Information provided —

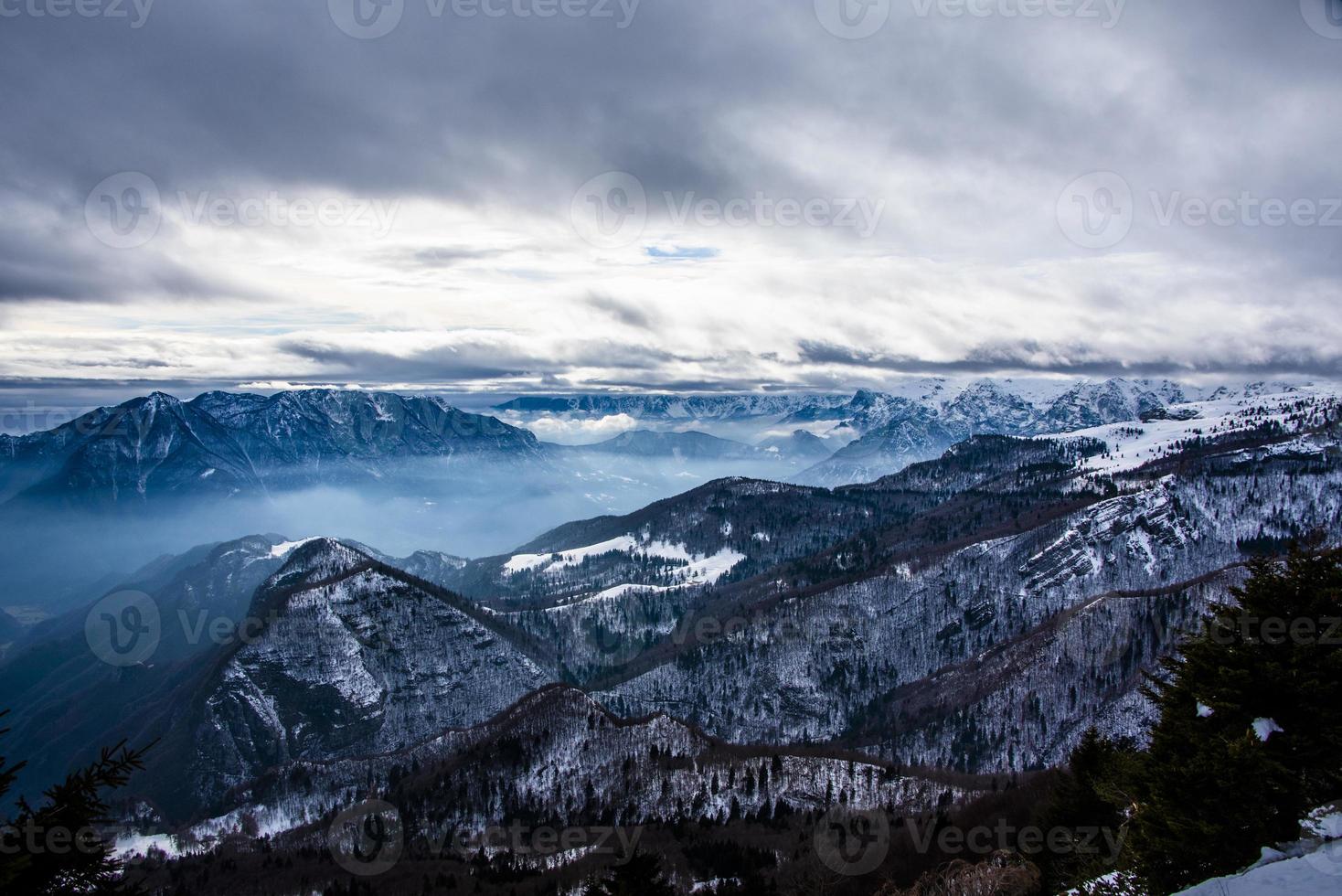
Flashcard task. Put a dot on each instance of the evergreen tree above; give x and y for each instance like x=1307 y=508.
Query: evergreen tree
x=1213 y=789
x=54 y=849
x=639 y=876
x=1090 y=795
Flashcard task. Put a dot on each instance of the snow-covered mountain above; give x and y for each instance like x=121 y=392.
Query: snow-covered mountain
x=221 y=444
x=975 y=612
x=892 y=432
x=670 y=407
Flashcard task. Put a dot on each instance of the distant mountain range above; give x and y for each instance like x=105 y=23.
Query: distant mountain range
x=975 y=612
x=223 y=444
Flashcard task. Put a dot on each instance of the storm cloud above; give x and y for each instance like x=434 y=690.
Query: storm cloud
x=1153 y=188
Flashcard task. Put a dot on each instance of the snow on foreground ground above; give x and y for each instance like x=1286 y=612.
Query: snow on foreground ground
x=1307 y=867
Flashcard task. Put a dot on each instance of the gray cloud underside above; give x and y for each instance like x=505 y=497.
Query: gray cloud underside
x=1203 y=97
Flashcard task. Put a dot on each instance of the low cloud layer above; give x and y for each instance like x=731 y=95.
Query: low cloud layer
x=678 y=195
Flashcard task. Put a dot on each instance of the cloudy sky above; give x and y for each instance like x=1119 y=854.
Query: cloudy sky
x=559 y=195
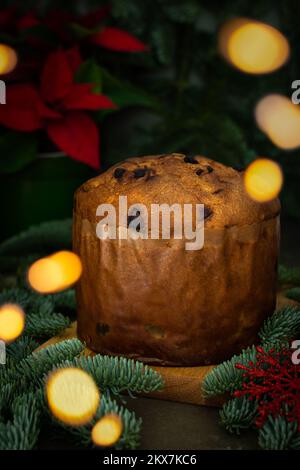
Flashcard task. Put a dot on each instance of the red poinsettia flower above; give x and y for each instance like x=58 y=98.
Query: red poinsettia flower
x=11 y=22
x=59 y=106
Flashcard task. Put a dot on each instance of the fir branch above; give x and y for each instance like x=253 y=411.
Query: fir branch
x=22 y=432
x=226 y=377
x=283 y=325
x=30 y=371
x=293 y=294
x=288 y=275
x=131 y=426
x=39 y=325
x=18 y=296
x=118 y=374
x=21 y=348
x=278 y=434
x=43 y=238
x=238 y=413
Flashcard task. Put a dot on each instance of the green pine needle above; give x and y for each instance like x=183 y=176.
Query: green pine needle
x=118 y=374
x=283 y=325
x=226 y=377
x=238 y=413
x=293 y=294
x=41 y=326
x=288 y=275
x=131 y=426
x=278 y=434
x=21 y=348
x=29 y=371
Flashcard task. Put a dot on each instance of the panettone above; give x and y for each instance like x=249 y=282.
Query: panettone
x=152 y=299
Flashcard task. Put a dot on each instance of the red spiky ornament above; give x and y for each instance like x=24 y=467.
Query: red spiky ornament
x=274 y=381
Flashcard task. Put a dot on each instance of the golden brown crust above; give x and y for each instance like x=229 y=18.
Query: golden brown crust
x=153 y=300
x=170 y=179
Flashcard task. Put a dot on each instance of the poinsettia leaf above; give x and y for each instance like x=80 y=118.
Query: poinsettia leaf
x=81 y=97
x=118 y=40
x=94 y=18
x=90 y=72
x=57 y=77
x=17 y=149
x=39 y=31
x=82 y=32
x=21 y=111
x=78 y=136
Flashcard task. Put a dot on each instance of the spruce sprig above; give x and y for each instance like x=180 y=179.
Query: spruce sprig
x=283 y=325
x=131 y=425
x=226 y=377
x=279 y=434
x=117 y=375
x=238 y=414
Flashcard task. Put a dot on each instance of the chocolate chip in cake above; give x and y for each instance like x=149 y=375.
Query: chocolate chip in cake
x=207 y=212
x=140 y=172
x=119 y=172
x=102 y=328
x=190 y=160
x=156 y=331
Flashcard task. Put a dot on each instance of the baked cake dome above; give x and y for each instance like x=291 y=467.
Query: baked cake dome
x=152 y=299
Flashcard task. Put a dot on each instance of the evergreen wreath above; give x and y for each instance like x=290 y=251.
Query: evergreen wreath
x=23 y=407
x=262 y=381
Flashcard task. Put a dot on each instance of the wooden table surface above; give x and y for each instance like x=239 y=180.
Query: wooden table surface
x=171 y=425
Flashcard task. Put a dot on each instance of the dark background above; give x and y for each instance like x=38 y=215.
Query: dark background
x=181 y=96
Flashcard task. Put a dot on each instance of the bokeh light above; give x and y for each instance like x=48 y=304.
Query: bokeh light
x=8 y=59
x=263 y=180
x=73 y=396
x=12 y=322
x=55 y=273
x=252 y=46
x=107 y=431
x=279 y=119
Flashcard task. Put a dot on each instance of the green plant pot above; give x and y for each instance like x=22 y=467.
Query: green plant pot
x=41 y=191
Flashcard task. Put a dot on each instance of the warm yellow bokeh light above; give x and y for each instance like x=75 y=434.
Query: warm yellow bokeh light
x=263 y=180
x=73 y=396
x=55 y=273
x=8 y=59
x=12 y=321
x=107 y=431
x=252 y=46
x=279 y=118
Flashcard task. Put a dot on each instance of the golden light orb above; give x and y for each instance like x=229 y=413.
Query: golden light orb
x=107 y=431
x=73 y=397
x=12 y=322
x=263 y=180
x=55 y=273
x=279 y=119
x=252 y=46
x=8 y=59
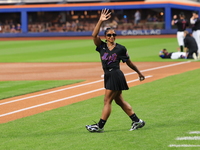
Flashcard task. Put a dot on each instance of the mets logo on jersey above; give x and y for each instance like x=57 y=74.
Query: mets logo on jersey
x=109 y=59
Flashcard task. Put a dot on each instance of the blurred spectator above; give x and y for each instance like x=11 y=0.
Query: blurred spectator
x=155 y=19
x=137 y=17
x=149 y=18
x=12 y=29
x=18 y=28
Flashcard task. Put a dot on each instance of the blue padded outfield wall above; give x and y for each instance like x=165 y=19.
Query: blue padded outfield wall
x=25 y=9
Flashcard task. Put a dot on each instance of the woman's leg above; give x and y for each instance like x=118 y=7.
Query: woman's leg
x=108 y=98
x=136 y=122
x=123 y=104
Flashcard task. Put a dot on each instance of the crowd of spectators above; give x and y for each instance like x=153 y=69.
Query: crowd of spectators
x=119 y=22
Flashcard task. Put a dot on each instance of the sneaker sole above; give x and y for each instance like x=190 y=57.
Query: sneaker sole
x=139 y=126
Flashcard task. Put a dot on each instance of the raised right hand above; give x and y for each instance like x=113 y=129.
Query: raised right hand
x=105 y=15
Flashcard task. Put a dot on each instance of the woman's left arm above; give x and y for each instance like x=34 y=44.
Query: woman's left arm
x=132 y=66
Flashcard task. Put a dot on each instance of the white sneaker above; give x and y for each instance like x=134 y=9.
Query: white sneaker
x=194 y=56
x=198 y=56
x=94 y=128
x=136 y=125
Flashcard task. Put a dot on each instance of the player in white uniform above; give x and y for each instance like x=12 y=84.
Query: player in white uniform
x=195 y=21
x=181 y=24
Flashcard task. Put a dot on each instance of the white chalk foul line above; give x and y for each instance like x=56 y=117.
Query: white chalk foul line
x=188 y=138
x=62 y=99
x=184 y=145
x=194 y=132
x=20 y=99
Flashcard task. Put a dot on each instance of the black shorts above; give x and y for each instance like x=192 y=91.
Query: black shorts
x=115 y=80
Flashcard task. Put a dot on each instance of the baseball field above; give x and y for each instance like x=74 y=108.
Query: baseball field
x=52 y=87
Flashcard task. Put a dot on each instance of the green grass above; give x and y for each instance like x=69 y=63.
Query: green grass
x=170 y=107
x=15 y=88
x=146 y=49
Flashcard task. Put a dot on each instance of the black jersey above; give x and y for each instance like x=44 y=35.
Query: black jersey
x=181 y=24
x=111 y=59
x=196 y=26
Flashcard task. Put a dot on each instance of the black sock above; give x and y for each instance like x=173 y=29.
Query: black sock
x=134 y=118
x=101 y=123
x=181 y=48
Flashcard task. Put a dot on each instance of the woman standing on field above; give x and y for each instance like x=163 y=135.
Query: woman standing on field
x=114 y=80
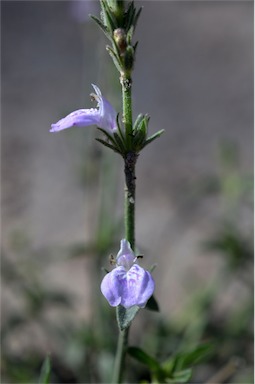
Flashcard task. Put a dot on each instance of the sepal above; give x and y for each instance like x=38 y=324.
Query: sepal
x=153 y=137
x=125 y=316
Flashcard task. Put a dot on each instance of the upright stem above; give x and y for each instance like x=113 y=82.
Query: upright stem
x=129 y=168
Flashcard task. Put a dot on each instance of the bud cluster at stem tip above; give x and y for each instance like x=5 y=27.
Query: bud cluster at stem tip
x=118 y=23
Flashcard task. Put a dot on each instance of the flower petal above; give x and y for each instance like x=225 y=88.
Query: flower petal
x=125 y=256
x=113 y=284
x=107 y=113
x=80 y=118
x=139 y=287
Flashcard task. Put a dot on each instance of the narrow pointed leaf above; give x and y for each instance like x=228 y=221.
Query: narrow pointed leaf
x=45 y=372
x=108 y=135
x=119 y=142
x=144 y=358
x=152 y=304
x=153 y=137
x=100 y=24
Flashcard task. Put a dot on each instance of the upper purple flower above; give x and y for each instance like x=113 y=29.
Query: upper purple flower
x=104 y=116
x=128 y=284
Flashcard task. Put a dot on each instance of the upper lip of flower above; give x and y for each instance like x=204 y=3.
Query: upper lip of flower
x=104 y=116
x=127 y=284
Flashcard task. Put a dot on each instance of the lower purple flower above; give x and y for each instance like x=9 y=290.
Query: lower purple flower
x=104 y=116
x=127 y=284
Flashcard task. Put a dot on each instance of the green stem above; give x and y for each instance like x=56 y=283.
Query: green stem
x=129 y=162
x=126 y=83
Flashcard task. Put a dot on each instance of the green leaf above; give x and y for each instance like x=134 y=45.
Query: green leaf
x=45 y=372
x=101 y=25
x=182 y=376
x=119 y=142
x=108 y=145
x=138 y=122
x=109 y=17
x=184 y=360
x=199 y=354
x=144 y=358
x=152 y=304
x=125 y=316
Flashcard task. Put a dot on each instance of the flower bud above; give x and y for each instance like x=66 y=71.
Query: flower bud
x=129 y=58
x=120 y=39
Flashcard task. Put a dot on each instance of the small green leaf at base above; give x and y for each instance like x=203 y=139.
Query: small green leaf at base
x=152 y=304
x=153 y=137
x=144 y=358
x=125 y=316
x=45 y=372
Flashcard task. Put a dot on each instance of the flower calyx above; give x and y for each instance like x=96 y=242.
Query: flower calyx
x=127 y=284
x=119 y=25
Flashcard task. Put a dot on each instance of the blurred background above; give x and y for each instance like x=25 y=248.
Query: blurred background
x=62 y=194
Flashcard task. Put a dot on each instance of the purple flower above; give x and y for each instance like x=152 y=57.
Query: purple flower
x=127 y=284
x=104 y=116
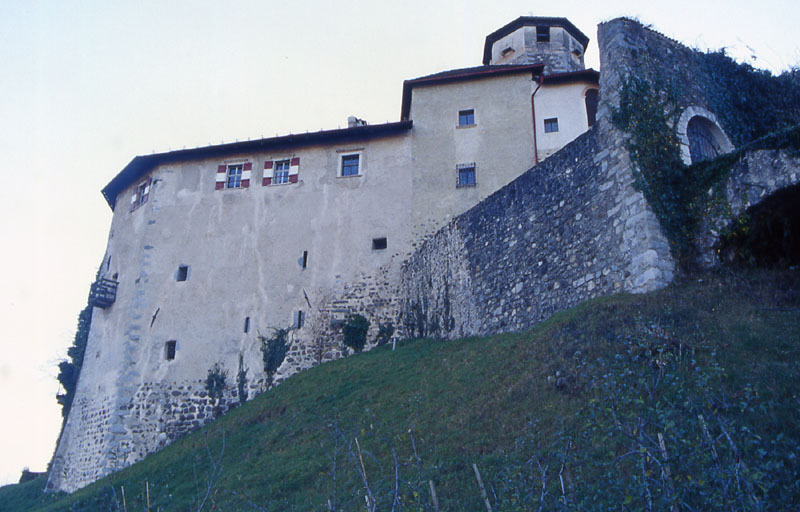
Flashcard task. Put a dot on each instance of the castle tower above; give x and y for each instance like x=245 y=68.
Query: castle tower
x=555 y=42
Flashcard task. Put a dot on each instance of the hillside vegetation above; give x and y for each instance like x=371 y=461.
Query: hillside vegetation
x=686 y=398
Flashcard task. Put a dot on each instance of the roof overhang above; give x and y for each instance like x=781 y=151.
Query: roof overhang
x=531 y=21
x=585 y=75
x=141 y=165
x=462 y=75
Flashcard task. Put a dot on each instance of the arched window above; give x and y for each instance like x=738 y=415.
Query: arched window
x=591 y=106
x=702 y=143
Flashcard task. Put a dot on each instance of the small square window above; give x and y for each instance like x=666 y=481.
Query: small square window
x=350 y=165
x=233 y=179
x=466 y=175
x=551 y=125
x=543 y=34
x=466 y=117
x=281 y=172
x=169 y=350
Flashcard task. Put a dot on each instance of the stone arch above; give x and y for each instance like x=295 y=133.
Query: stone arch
x=770 y=235
x=701 y=136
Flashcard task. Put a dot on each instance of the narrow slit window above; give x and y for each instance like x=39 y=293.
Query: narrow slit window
x=169 y=350
x=466 y=175
x=543 y=34
x=378 y=244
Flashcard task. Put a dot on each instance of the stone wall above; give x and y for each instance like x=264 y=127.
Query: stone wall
x=570 y=229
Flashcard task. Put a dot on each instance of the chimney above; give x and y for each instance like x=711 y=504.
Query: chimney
x=353 y=121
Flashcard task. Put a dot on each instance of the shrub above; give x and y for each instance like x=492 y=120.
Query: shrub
x=216 y=381
x=355 y=332
x=241 y=379
x=273 y=352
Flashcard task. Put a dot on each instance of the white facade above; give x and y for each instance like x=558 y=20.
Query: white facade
x=208 y=255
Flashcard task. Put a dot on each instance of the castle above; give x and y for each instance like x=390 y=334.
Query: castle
x=502 y=194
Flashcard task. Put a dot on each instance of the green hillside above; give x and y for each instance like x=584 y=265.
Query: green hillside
x=567 y=416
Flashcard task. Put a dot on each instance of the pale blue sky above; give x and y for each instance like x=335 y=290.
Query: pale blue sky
x=86 y=86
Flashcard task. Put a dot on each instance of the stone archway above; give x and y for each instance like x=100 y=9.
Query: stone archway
x=770 y=234
x=701 y=136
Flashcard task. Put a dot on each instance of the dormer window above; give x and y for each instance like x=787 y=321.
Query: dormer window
x=542 y=34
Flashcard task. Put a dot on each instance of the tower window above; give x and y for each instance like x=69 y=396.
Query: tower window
x=233 y=178
x=350 y=165
x=466 y=117
x=169 y=350
x=543 y=34
x=591 y=106
x=466 y=175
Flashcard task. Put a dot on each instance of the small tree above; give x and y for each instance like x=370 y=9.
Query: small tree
x=216 y=381
x=241 y=379
x=273 y=352
x=355 y=332
x=385 y=333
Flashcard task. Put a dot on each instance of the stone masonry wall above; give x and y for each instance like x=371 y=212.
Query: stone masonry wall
x=569 y=229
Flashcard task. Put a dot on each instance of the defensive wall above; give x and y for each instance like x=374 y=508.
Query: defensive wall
x=576 y=226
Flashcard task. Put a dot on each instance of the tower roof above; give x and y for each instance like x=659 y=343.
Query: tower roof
x=531 y=21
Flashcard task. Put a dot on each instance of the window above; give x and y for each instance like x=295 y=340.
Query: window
x=169 y=350
x=591 y=106
x=233 y=179
x=551 y=125
x=350 y=165
x=281 y=172
x=543 y=34
x=466 y=175
x=233 y=175
x=702 y=144
x=140 y=194
x=466 y=117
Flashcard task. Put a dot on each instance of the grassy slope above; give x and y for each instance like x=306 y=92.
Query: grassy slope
x=502 y=401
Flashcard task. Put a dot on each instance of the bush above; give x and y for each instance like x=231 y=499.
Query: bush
x=273 y=352
x=355 y=332
x=216 y=382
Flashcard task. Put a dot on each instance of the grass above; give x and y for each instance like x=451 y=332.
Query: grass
x=725 y=346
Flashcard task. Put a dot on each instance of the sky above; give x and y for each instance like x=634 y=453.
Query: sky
x=86 y=86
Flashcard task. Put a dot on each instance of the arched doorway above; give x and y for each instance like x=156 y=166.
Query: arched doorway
x=770 y=237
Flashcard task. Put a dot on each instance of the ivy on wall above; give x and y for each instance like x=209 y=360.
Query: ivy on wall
x=757 y=111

What this task involves —
Return exactly the lines of the data, and only those, from the line with "Flashcard task. Put a dot on each instance of the grassy" through the last line, inclusive.

Completed exercise —
Flashcard task. Put a dot on each instance of the grassy slope above; give x and y for each instance like x=306 y=92.
Query: grassy slope
x=502 y=401
Flashcard task. Put a dot on each instance of the bush above; give x and y for each instance like x=231 y=499.
Query: bush
x=273 y=352
x=355 y=332
x=216 y=382
Flashcard task. Put a dot on each instance of the grass above; give x and y for each instance like x=451 y=332.
Query: grass
x=725 y=346
Flashcard task. Put a dot on each instance of the sky above; give x and y for each instance like x=634 y=453.
Query: sky
x=86 y=86
Flashcard task. Put a dot on each instance of the arched doorway above; give x and y for each instance like x=156 y=166.
Query: arched doorway
x=770 y=237
Flashcard task. Put a dot on each instance of the ivy on wall above; give x and y for each instance like x=209 y=360.
Query: ivy on wall
x=757 y=111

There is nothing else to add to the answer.